- **Task**
Rewrite everything from the line containing "of the open" down to the end of the material, putting "point" wherever "dot" appears and keeping all else the same.

>>

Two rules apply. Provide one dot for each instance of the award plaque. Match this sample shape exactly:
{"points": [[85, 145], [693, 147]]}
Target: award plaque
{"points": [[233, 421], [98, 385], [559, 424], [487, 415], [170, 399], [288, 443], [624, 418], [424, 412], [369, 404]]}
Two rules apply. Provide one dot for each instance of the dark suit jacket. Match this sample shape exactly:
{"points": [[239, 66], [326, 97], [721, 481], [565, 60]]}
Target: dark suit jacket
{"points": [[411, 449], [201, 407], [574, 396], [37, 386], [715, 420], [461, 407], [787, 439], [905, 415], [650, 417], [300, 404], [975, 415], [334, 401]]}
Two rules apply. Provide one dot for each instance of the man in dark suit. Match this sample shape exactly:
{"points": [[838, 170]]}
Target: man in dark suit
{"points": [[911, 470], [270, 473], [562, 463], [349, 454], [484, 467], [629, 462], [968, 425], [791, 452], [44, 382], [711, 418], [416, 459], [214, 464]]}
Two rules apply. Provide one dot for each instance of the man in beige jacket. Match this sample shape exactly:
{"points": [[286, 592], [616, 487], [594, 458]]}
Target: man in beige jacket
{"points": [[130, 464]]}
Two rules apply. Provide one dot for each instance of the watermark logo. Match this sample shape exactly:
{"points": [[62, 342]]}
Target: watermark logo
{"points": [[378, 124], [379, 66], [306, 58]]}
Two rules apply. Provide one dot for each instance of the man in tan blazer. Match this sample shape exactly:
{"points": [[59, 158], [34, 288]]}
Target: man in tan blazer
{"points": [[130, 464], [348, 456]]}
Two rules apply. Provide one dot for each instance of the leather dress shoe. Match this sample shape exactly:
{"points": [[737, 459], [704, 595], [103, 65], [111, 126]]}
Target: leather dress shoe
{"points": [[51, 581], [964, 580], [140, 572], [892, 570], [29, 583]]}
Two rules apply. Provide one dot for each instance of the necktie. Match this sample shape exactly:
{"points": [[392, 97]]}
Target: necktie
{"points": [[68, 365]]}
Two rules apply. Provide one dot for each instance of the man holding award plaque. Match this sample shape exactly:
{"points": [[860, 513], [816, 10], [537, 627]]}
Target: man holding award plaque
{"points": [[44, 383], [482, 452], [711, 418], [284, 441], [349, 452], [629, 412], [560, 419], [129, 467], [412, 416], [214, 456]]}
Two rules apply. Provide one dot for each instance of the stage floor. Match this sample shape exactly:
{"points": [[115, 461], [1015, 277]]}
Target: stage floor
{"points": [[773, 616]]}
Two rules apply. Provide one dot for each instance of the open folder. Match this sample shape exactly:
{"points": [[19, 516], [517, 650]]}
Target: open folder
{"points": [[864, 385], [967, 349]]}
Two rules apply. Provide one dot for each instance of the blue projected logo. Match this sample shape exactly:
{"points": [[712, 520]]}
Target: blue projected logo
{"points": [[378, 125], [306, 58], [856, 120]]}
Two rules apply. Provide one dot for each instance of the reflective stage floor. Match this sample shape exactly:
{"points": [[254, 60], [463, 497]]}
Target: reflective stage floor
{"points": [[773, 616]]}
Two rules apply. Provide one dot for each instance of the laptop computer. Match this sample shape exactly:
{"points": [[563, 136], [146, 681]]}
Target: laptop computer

<<

- **Full solution**
Two rules apply. Provide one point for each instance of the open folder. Match this sample shape exactly:
{"points": [[19, 516], [517, 650]]}
Target: open folder
{"points": [[864, 385], [967, 349]]}
Two rules apply. Provide one point for each instance of the blue projected logo. Match this sample shape exactly:
{"points": [[712, 520]]}
Target: blue projected logo
{"points": [[378, 125], [306, 58], [856, 120]]}
Two rules apply. Provide one point for each instance of the reflective stage floor. Match this sample shape exactly:
{"points": [[254, 60], [463, 497]]}
Target: reflective stage floor
{"points": [[773, 616]]}
Two rules apply. Provide one point for each instance of the laptop computer. Match this sample shape exactly:
{"points": [[563, 136], [146, 681]]}
Target: laptop computer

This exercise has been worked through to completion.